PAGE EXTRACT:
=====
You are viewing a plain text version of this content. The canonical link for it is here.
Posted to users@jackrabbit.apache.org by Lei Zhou <Le...@pointalliance.com> on 2006/11/21 23:16:23 UTC
Question on jcr:deref usage
Hi,
I'd like to build a custom query which is quite complicated. I'd like to
use jcr:deref to achieve the SQL Join style query but am not sure if this
is doable in Jackrabbit. Could anyone comment on the following use case?
The objects: Document has text properties and Category references
The query: user need to search for documents by specifying values of any
combination of text values and/or category values
The query result: user demands a categorized result view, which contains
expandable/collapsable categories
For example, a document may have text properties Subject, author,
Description; and refers to one or more entries of category "Products".
I'd like to be able to create something like below:
SELECT Document.Subject, Document.Description,
Document.ProductReference->categoryName
where Subject='Manual' AND description contains 'maintenance' AND
Document.ProductReference->categoryName='Product #1'
order by Document.ProductReference->categoryName, Document.Subject
Is this possible in Jackrabbit with Xpath query?
Thanks,
Re: Question on jcr:deref usage
Posted by Lei Zhou <Le...@pointalliance.com>.
Hi,
Not sure I understand what you meant by "extend JCR API" - I guess adding
new features to JCR2.0? Or adding new features to Jackrabbit?
Simply put, it would be good to see added support for SELECT DISTINCT and
GROUP BY. I haven't tried with Jackrabbit for JOIN between primary
nodetype tables, it would be nice if it is there.
An example, if one needs to create a content navigator (similar to the
JTree format) for search results, one way is to grab ALL data and use
application code to create the navigational structure. Another way is to
use one query (like SELECT DISTINCT, and/or GROUP BY ) to get the
navigation data (tree nodes), and user another query (when user selects
one category) to get the requested details.
>Is this now not more an implementation issue (how to do it) than a
>user issue (what features are required, how the API looks like)?
No. See below.
>AFAIK, Lucene (not the RDBMS) is used to for queries (except for
>direct, relative Node access and references).
That's what I thought. Just wonder, wouldn't the RDBMS search/index engine
be faster than an added layer of external code? This is part of the reason
I feel it may be beneficial to expand the DB schema and not use Blobs -
let the DB do the indexing and search - if I'm using DB repository.
>For me, the main reasons to use RDBMS are transaction support and speed.
So I have a file system index from Lucene, on top of another DB index for
Nodes...
=====
Stored Items
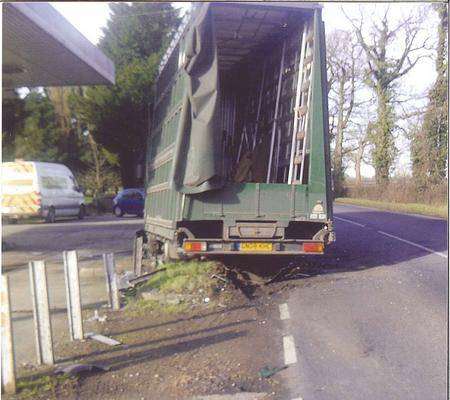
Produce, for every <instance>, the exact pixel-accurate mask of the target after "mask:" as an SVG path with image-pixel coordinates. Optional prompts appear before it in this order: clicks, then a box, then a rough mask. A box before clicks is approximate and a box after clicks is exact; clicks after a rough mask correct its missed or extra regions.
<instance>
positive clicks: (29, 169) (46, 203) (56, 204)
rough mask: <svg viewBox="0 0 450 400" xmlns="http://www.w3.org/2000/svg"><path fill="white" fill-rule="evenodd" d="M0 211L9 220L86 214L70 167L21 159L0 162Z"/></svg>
mask: <svg viewBox="0 0 450 400" xmlns="http://www.w3.org/2000/svg"><path fill="white" fill-rule="evenodd" d="M0 171H1V191H2V198H1V211H2V214H3V215H4V216H5V217H7V218H9V219H18V218H22V217H43V218H45V220H46V221H47V222H55V220H56V218H58V217H73V216H76V217H78V218H80V219H82V218H84V216H85V215H86V209H85V201H84V195H83V193H82V191H81V188H80V187H79V185H78V184H77V181H76V180H75V177H74V176H73V174H72V172H71V171H70V169H69V168H67V167H66V166H65V165H62V164H54V163H45V162H35V161H22V160H16V161H14V162H5V163H2V165H1V170H0Z"/></svg>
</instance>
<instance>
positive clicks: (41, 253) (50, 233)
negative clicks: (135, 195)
mask: <svg viewBox="0 0 450 400" xmlns="http://www.w3.org/2000/svg"><path fill="white" fill-rule="evenodd" d="M143 225H144V220H143V219H142V218H136V217H132V216H130V217H126V216H125V217H123V218H117V217H114V216H110V215H108V216H94V217H87V218H86V219H84V220H82V221H79V220H78V219H70V220H69V219H66V220H60V221H58V222H56V223H54V224H46V223H44V222H38V221H37V222H34V223H26V224H21V223H19V224H13V225H3V227H2V241H4V242H6V245H7V247H8V249H9V250H8V251H4V252H3V253H2V266H3V268H4V269H6V270H10V269H12V268H17V267H22V266H24V265H26V264H27V262H28V261H31V260H42V259H44V260H47V261H55V260H61V257H62V256H61V254H62V252H63V251H64V250H77V251H78V255H79V256H80V257H81V258H89V257H92V256H101V254H102V253H105V252H116V253H119V254H124V253H125V254H126V253H130V254H131V250H132V243H133V238H134V235H135V232H136V231H137V230H139V229H142V227H143Z"/></svg>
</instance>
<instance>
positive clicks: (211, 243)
mask: <svg viewBox="0 0 450 400" xmlns="http://www.w3.org/2000/svg"><path fill="white" fill-rule="evenodd" d="M190 243H196V244H197V245H189V246H187V244H190ZM253 244H258V245H259V244H264V245H262V246H258V247H260V248H264V249H261V250H252V249H251V247H252V245H253ZM200 245H201V246H202V249H201V250H199V249H198V247H200ZM248 245H250V246H248ZM325 246H326V243H324V242H322V241H317V240H222V239H188V240H185V241H184V244H183V248H181V249H179V251H180V252H181V253H182V254H185V255H189V254H200V255H201V254H218V255H219V254H234V255H251V254H252V255H256V254H257V255H302V254H304V255H314V254H315V255H321V254H324V252H325ZM188 247H190V248H194V249H189V250H188V249H187V248H188ZM245 247H247V248H245ZM269 248H270V249H269Z"/></svg>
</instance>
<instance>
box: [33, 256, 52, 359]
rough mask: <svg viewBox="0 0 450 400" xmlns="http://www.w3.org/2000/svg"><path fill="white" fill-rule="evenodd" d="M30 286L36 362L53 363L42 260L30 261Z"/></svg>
mask: <svg viewBox="0 0 450 400" xmlns="http://www.w3.org/2000/svg"><path fill="white" fill-rule="evenodd" d="M29 268H30V288H31V297H32V299H33V316H34V329H35V335H36V353H37V362H38V364H47V365H53V364H54V358H53V340H52V326H51V321H50V308H49V302H48V290H47V275H46V270H45V263H44V261H31V262H30V264H29Z"/></svg>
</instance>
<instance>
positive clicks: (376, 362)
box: [284, 205, 448, 400]
mask: <svg viewBox="0 0 450 400" xmlns="http://www.w3.org/2000/svg"><path fill="white" fill-rule="evenodd" d="M335 227H336V234H337V242H336V244H334V245H333V247H331V248H330V249H329V252H328V254H327V255H326V256H323V257H320V258H317V259H316V260H314V262H312V263H311V265H310V267H309V273H310V274H311V275H312V276H311V277H310V278H306V279H303V280H302V282H301V284H300V285H299V286H298V287H297V288H296V289H295V290H293V291H292V292H291V293H290V294H289V298H288V301H287V304H288V307H289V312H290V319H288V320H287V321H284V323H285V324H284V331H285V333H286V334H290V335H292V336H293V338H294V342H295V349H296V354H297V363H296V364H294V365H293V366H292V368H290V374H289V377H290V378H289V386H290V389H291V390H290V392H291V397H290V398H292V399H294V398H302V399H303V400H312V399H313V400H322V399H323V400H331V399H339V400H340V399H345V400H353V399H355V400H356V399H364V400H372V399H373V400H379V399H383V400H389V399H408V400H410V399H411V400H412V399H418V400H419V399H420V400H423V399H430V400H432V399H446V398H447V351H448V349H447V343H448V342H447V326H448V321H447V315H448V311H447V303H448V267H447V265H448V259H447V221H444V220H439V219H434V218H427V217H420V216H414V215H405V214H396V213H389V212H383V211H377V210H373V209H367V208H362V207H355V206H341V205H336V206H335ZM306 270H308V268H306Z"/></svg>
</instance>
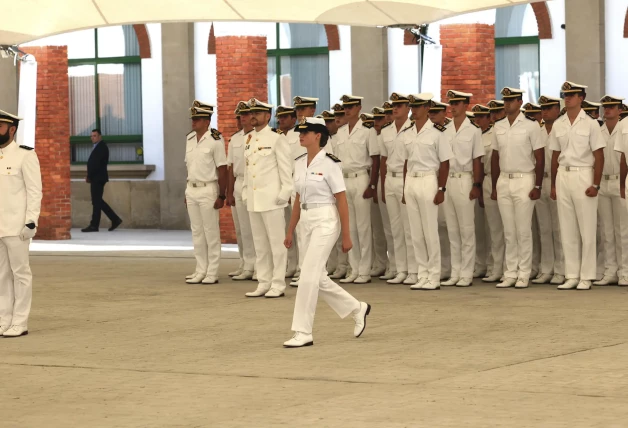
=====
BRIEF 1: State whether each statement below agrees with the thread on jcr:deref usage, answering yes or no and quoting the words of the thread that decide it: (a) the poster asks whether the desired query can be done in Jackrabbit with an XPath query; (b) the poster reports having already tried JOIN between primary nodetype tables in Jackrabbit; (c) in the example, a document refers to exactly one entry of category "Products".
BRIEF 2: Select every line of the listing that contains the string "rough", treating uppercase and lowercase as distinct.
The thread and the listing are unrelated material.

WRITTEN REPLY 1:
(a) Yes: "Is this possible in Jackrabbit with Xpath query?"
(b) No: "I haven't tried with Jackrabbit for JOIN between primary nodetype tables"
(c) No: "refers to one or more entries of category "Products"."

WRITTEN REPLY 2:
Produce, for every <instance>, the exact pixel-accurate mask of the target after "mask:" as an SVG path with image-pixel coordinates. Optional prompts appear before it in this order: clicks, then a box, then a rough mask. A box before clicks is approximate and a box after clicks is exact; clicks after a rough mask correct its missed or extra regions.
rough mask: <svg viewBox="0 0 450 400" xmlns="http://www.w3.org/2000/svg"><path fill="white" fill-rule="evenodd" d="M0 211L9 220L86 214L70 167L21 159L0 162Z"/></svg>
rough mask: <svg viewBox="0 0 450 400" xmlns="http://www.w3.org/2000/svg"><path fill="white" fill-rule="evenodd" d="M30 286L36 362L53 363L42 260L30 261Z"/></svg>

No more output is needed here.